* _Source passage_

TheJacksonLaboratory / cs-nf-pipelines

The Jackson Laboratory Computational Sciences Nextflow based analysis pipelines
MIT License
18 stars 10 forks source link

Gold Standard SNP and Indel files #2

Closed quarkstar-codes closed 2 years ago

quarkstar-codes commented 2 years ago

Hello! I understand that this resource is meant for use on the compute clusters in Jackson Lab but I'm trying to setup my own docker containerised pipelines based on yours. I have been looking at the list of gold standard SNP and indel files you have listed in the config files for WES, can you help me understand what it means when the file is annotated GATK formatted? Is there a particular formatting for VCF files that GATK prefers?

MikeWLloyd commented 2 years ago

Hi @quarkstar-codes thanks for your interest in the pipelines! To get running in an external location, the main thing you would need (as you note) are the reference data. Second to that would be a profile configuration for your local envrionment (HPC type, or cloud etc.). The tools for the pipelines are already full Dockerized and in publicly accessible locations, so you shouldn't need to change anything there.

Regarding the files, much of the human data comes from the GATK Hg38 Resource bundle: https://gatk.broadinstitute.org/hc/en-us/articles/360035890811-Resource-bundle.

The GATK bundle includes the reference genome, gold standard SNP and InDEL files.

The main difference between the GATK resource bundle files, and what you might find from ENSEMBL (or elsewhere) is the naming of the chromosomes, and which unplaced / localized contigs are present (and how they are named).

Hopefully the GATK resource link helps, but feel free to reopen this issue (or put a new one in) if you require anything else.

* _Excerpted data_
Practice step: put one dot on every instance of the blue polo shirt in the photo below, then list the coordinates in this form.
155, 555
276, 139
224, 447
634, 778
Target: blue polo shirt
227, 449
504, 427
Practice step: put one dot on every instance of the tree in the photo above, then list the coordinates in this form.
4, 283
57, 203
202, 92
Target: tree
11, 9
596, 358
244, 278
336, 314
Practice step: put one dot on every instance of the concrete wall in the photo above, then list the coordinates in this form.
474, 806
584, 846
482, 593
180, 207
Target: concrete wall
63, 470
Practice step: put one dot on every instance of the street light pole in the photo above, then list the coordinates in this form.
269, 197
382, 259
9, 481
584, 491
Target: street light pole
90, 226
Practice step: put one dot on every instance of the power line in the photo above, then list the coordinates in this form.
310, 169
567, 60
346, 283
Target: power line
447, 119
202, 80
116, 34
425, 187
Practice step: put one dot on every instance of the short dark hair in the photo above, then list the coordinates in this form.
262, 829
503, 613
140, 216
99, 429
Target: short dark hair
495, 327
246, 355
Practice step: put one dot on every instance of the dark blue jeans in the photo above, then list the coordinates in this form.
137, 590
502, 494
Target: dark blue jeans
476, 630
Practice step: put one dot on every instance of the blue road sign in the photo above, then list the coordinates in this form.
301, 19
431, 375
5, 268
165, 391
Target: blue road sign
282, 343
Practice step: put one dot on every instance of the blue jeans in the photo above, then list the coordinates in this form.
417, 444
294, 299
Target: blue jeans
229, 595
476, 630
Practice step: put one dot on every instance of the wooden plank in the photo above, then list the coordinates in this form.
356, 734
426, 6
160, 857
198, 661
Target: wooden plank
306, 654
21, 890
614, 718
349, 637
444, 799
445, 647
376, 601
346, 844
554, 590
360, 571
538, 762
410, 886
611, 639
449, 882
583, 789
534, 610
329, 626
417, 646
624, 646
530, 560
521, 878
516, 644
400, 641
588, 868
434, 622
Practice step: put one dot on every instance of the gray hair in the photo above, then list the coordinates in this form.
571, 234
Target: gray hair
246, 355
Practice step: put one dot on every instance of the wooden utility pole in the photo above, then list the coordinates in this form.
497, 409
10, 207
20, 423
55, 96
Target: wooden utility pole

* _Work required_
List everything that the forum thread about gold standard SNP and indel files says the GATK resource bundle includes.

* _Answer to this problem_
- the reference genome
- gold standard SNP files
- gold standard InDEL files